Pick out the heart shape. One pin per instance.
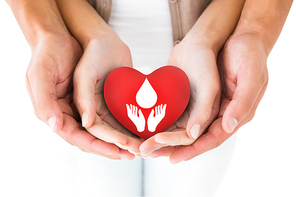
(147, 104)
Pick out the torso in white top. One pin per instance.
(145, 26)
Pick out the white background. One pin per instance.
(264, 159)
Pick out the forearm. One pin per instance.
(216, 23)
(265, 19)
(83, 21)
(37, 18)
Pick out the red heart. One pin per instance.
(147, 104)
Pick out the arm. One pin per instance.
(55, 54)
(196, 55)
(103, 52)
(37, 19)
(265, 19)
(243, 69)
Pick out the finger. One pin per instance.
(213, 138)
(163, 152)
(140, 113)
(42, 90)
(151, 113)
(201, 112)
(173, 138)
(245, 96)
(251, 114)
(84, 93)
(148, 146)
(72, 133)
(106, 133)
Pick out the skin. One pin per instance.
(55, 54)
(203, 42)
(232, 98)
(243, 72)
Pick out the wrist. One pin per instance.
(38, 19)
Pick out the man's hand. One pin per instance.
(244, 77)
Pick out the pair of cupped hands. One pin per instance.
(65, 83)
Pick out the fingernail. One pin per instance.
(232, 123)
(146, 155)
(122, 146)
(136, 154)
(52, 122)
(195, 130)
(84, 119)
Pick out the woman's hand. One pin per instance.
(199, 63)
(244, 76)
(101, 56)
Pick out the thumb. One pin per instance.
(42, 91)
(244, 102)
(84, 95)
(201, 112)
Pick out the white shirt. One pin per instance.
(145, 26)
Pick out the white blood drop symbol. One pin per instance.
(146, 96)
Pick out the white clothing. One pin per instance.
(145, 26)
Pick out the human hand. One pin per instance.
(49, 83)
(101, 56)
(154, 120)
(139, 121)
(199, 63)
(243, 70)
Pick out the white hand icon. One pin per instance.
(139, 121)
(153, 121)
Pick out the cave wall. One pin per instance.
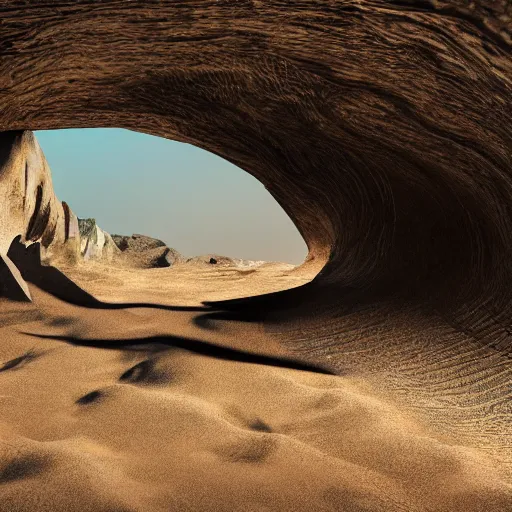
(382, 128)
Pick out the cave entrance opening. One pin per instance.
(133, 201)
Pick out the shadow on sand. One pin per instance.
(196, 346)
(54, 282)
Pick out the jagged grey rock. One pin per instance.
(146, 252)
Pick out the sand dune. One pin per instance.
(383, 129)
(148, 425)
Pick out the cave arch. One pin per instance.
(389, 182)
(382, 129)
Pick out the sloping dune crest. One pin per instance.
(383, 129)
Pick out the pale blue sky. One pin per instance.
(195, 201)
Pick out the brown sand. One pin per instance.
(152, 427)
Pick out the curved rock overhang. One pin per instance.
(381, 127)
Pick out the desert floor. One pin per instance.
(159, 407)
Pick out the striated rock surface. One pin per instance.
(383, 128)
(29, 206)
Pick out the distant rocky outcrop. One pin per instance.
(212, 259)
(29, 206)
(95, 244)
(145, 252)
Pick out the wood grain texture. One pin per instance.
(384, 130)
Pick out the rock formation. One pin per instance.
(29, 206)
(146, 252)
(383, 128)
(95, 244)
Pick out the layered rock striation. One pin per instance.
(383, 128)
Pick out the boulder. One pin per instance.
(145, 252)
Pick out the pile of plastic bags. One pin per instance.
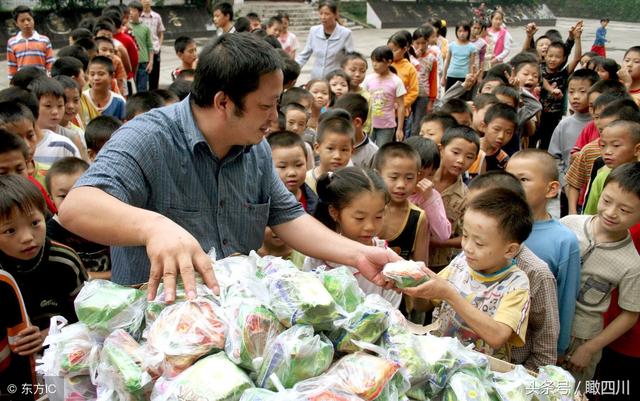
(274, 333)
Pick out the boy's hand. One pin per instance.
(29, 341)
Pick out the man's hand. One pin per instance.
(172, 250)
(29, 341)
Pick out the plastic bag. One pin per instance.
(300, 298)
(251, 328)
(366, 323)
(295, 355)
(362, 374)
(405, 273)
(343, 287)
(183, 333)
(104, 307)
(214, 378)
(465, 387)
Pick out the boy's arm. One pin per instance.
(620, 325)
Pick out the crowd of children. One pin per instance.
(515, 178)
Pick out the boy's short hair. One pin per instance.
(455, 106)
(12, 98)
(21, 10)
(584, 74)
(294, 95)
(99, 131)
(287, 139)
(427, 149)
(497, 179)
(509, 209)
(627, 176)
(181, 43)
(335, 121)
(46, 86)
(394, 150)
(546, 162)
(355, 104)
(104, 61)
(461, 132)
(65, 166)
(17, 193)
(10, 142)
(501, 110)
(142, 102)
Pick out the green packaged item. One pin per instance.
(300, 298)
(465, 387)
(295, 355)
(405, 273)
(105, 306)
(343, 287)
(214, 378)
(366, 323)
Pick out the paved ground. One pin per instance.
(621, 34)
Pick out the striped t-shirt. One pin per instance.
(33, 51)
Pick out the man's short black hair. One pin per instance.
(355, 104)
(510, 210)
(142, 102)
(230, 65)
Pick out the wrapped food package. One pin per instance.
(366, 323)
(405, 273)
(363, 374)
(300, 298)
(295, 355)
(251, 328)
(214, 378)
(183, 333)
(343, 287)
(105, 306)
(465, 387)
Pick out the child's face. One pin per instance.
(61, 184)
(554, 58)
(618, 210)
(458, 156)
(25, 23)
(528, 77)
(335, 151)
(432, 130)
(51, 111)
(99, 76)
(578, 98)
(618, 147)
(361, 219)
(632, 64)
(400, 175)
(484, 246)
(296, 121)
(320, 92)
(13, 162)
(190, 54)
(339, 86)
(291, 165)
(22, 235)
(356, 69)
(71, 104)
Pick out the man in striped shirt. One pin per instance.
(28, 47)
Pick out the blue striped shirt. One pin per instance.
(160, 161)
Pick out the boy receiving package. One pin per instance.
(482, 296)
(28, 47)
(609, 261)
(289, 157)
(334, 144)
(458, 150)
(550, 240)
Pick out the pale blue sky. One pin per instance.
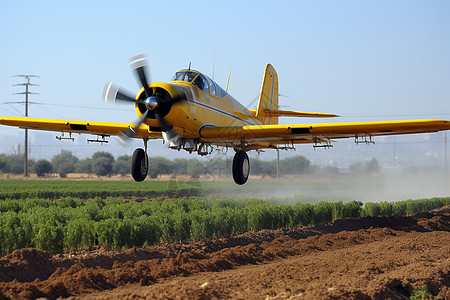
(364, 60)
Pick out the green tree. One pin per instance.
(84, 166)
(102, 163)
(64, 163)
(43, 167)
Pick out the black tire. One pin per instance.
(139, 165)
(241, 167)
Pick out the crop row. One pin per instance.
(54, 189)
(70, 223)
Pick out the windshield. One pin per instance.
(201, 81)
(184, 76)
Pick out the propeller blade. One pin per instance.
(165, 126)
(131, 131)
(112, 94)
(139, 64)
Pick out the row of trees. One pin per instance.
(104, 164)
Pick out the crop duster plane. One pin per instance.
(194, 113)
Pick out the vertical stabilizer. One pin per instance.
(268, 99)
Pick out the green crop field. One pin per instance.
(307, 191)
(68, 223)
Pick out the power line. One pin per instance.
(26, 93)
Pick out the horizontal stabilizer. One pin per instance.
(289, 113)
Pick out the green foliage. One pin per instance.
(69, 223)
(195, 169)
(353, 209)
(295, 165)
(371, 210)
(43, 167)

□ □ □ □ □ □ □

● Instructions to follow:
Rewrite the records as a numbered list, starting with the line that contains "Pick out the vertical" and going on through the end of the records, and leave out any blank lines.

● Completed task:
1. Pick out the vertical stabilizer. One pin per instance.
2. (268, 99)
3. Pick out the green crop field. One pin per instance.
4. (307, 191)
5. (68, 223)
6. Pick out the power line. One pin per instance.
7. (26, 93)
8. Pick out the horizontal stabilizer. One pin per instance.
9. (289, 113)
10. Pick out the green foliage. One pin per instance.
11. (69, 223)
12. (195, 169)
13. (353, 209)
14. (295, 165)
15. (371, 210)
16. (43, 167)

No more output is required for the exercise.